How “The Ghost Birds” Spreads Its Wings after Taking the Leap


By Albert Liau •

How does a story begin to enchant us? When speaking with First Draft host Mitzi Rapkin, Richard Powers seems to suggest an answer: “You have to allow the beginning to be a kind of microcosm of everything that’s going to unfold from it, a tiny little seed that has a fractal version of the novel all compressed into the first opening paragraphs. But it also has to seem simple and transparent, very easy to enter into for the reader who is coming into this world blind.” Though Powers is talking specifically about novels, we often get similar craft advice about short fiction: a story’s beginning should contain the important elements in miniature, and for good reason. When a story starts by offering an enticing glimpse of the macrocosm to come, the narration sets the reader along a path into that fictitious realm.

For example, in Karen Russell’s “The Ghost Birds,” the narration draws us into a dystopia of ecological disaster and supernatural wonder by providing a marvelous microcosm of the story’s craft elements. Here’s the first paragraph:

I led the way through the woods because I didn’t want my daughter to have her first encounter with the ghost flock alone. We were trespassing, but it seemed highly unlikely we’d be caught—the school had been abandoned since the previous century, when ash from the Great Western Fires made most of the region unlivable. My daughter had never set foot inside an old-fashioned brick-and-mortar school, and seemed more intrigued by the idea of seeing a chalkboard than by the birds. The school was on the outskirts of a Red Zone in our family’s ancestral breeding grounds—“Oregon” on older maps, the ones from my boyhood. An evocative name, a name I loved and mispronounced with reverence at the age of eleven. I grew up in a town called Eugene, in the shadow of mountains that were unreachable by my third birthday. Ore-gone.

Before we get into headier ideas, let’s consider when a story begins. with this perspective from Daemon Voices by Philip Pullman: “[T]he storyteller must choose one moment, the most suitable moment, and make that the start.” For “The Ghost Birds,” that one moment is of a parent (a father, we soon learn) leading a child to an abandoned school. In the first two sentences, we have our characters in motion toward an ostensible goal along with the suggestion of stakes—an exemplar of A. M. Homes’ perspective: “A short story is like taking the train cross country, but you get on in Chicago. It’s already in motion—something’s already happening when you’re called to be in the story.” Accordingly, as the first paragraph of “The Ghost Birds” continues, we quickly find out what kind of motion and how much motion has preceded: an expedition into an area ravaged by disaster, in a long-since depleted Oregon. This shift may seem odd as it takes us away from the action, but it introduces us to the backstory (events that precede those the story’s dramatic present), which, as we’ll see, has its own action. And beyond that, the backstory offers context that may relate to the story’s character arcs—the changes the characters undergo.

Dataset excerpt
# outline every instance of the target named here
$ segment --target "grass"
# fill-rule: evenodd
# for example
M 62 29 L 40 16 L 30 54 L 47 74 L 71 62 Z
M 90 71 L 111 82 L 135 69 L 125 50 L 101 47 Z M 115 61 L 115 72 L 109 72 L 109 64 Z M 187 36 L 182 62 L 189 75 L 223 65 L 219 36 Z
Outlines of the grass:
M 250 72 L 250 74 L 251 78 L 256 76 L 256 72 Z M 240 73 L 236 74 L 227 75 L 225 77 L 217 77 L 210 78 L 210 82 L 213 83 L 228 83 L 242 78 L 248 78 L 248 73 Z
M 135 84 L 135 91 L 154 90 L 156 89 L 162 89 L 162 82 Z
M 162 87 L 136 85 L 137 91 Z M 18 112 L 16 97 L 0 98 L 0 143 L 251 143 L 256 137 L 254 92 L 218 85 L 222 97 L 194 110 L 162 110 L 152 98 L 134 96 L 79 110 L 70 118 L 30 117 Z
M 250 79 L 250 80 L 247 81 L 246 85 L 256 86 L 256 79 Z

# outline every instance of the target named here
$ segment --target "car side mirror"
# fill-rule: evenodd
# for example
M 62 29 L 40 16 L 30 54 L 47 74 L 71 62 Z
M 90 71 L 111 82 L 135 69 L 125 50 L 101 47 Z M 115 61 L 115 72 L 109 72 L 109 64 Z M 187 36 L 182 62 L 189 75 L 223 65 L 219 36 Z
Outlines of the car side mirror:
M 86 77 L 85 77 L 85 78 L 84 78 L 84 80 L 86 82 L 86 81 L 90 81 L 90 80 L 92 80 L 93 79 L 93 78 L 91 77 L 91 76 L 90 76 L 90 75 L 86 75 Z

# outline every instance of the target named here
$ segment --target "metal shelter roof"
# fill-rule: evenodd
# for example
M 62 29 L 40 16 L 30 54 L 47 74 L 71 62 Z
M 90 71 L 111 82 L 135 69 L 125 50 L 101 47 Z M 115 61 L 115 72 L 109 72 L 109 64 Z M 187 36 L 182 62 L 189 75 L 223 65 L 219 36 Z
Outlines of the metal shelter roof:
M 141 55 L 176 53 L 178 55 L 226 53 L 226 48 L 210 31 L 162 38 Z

■ What you are asked to do ■
In the essay on story openings, what town does the narrator of "The Ghost Birds" name as the place of growing up? The items are separate material and have no connection to the essay.

■ Worked answer ■
A town called Eugene.